- [Given exercise]:
In every row, substitute "object" for each occurrence of "instance" and leave the rest of the wording unchanged.

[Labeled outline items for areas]
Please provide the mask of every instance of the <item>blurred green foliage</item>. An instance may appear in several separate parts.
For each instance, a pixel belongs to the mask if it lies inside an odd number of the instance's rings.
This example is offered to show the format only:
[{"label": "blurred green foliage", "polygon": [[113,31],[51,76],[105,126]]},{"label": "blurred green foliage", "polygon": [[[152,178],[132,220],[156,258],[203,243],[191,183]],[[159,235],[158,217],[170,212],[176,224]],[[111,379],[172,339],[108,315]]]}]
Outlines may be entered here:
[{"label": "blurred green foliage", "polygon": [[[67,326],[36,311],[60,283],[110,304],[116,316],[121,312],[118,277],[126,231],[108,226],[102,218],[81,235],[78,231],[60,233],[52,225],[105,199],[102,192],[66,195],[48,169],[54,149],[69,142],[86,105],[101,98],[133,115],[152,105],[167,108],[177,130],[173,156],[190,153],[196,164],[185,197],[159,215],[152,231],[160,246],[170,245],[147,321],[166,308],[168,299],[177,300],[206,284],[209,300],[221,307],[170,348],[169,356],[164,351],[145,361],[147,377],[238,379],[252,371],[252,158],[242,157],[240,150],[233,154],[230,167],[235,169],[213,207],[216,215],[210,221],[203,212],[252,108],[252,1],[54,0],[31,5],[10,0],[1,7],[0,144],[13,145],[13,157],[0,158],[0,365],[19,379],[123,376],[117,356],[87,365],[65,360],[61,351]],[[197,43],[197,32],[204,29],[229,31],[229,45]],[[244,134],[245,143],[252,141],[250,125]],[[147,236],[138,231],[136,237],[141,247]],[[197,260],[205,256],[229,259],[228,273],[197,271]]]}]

- [Exercise result]:
Please provide the mask of every object of the <item>blurred green foliage</item>. An object may appear in several separate parts.
For each object, a pixel belongs to the mask if it lies inside an odd number of the object's rings.
This example is offered to show the format only:
[{"label": "blurred green foliage", "polygon": [[113,31],[51,76],[105,126]]},{"label": "blurred green foliage", "polygon": [[[152,178],[132,220],[156,258],[203,243],[191,183]],[[159,235],[158,217],[170,212],[176,224]],[[111,379],[172,339],[108,315]]]}]
Outlines may be entered here:
[{"label": "blurred green foliage", "polygon": [[[67,326],[36,311],[60,283],[110,304],[116,316],[121,312],[118,277],[126,231],[108,226],[102,218],[81,235],[78,231],[60,233],[52,225],[105,199],[102,192],[66,195],[48,169],[54,149],[69,142],[86,105],[101,98],[133,115],[152,105],[167,108],[177,130],[173,156],[190,153],[196,164],[185,197],[159,215],[152,231],[160,246],[170,245],[147,321],[166,308],[168,299],[177,300],[206,284],[209,300],[221,307],[170,348],[169,356],[164,351],[145,361],[147,377],[238,379],[252,371],[252,158],[242,157],[240,150],[233,154],[230,167],[235,169],[213,207],[216,215],[210,221],[203,212],[252,108],[252,1],[54,0],[31,5],[10,0],[1,7],[0,144],[13,145],[13,157],[0,158],[0,365],[19,379],[123,376],[117,356],[87,365],[65,360],[61,351]],[[197,43],[197,32],[204,29],[229,31],[229,45]],[[244,134],[245,143],[252,141],[250,125]],[[147,236],[138,231],[136,237],[141,247]],[[197,260],[205,256],[229,259],[228,273],[197,271]]]}]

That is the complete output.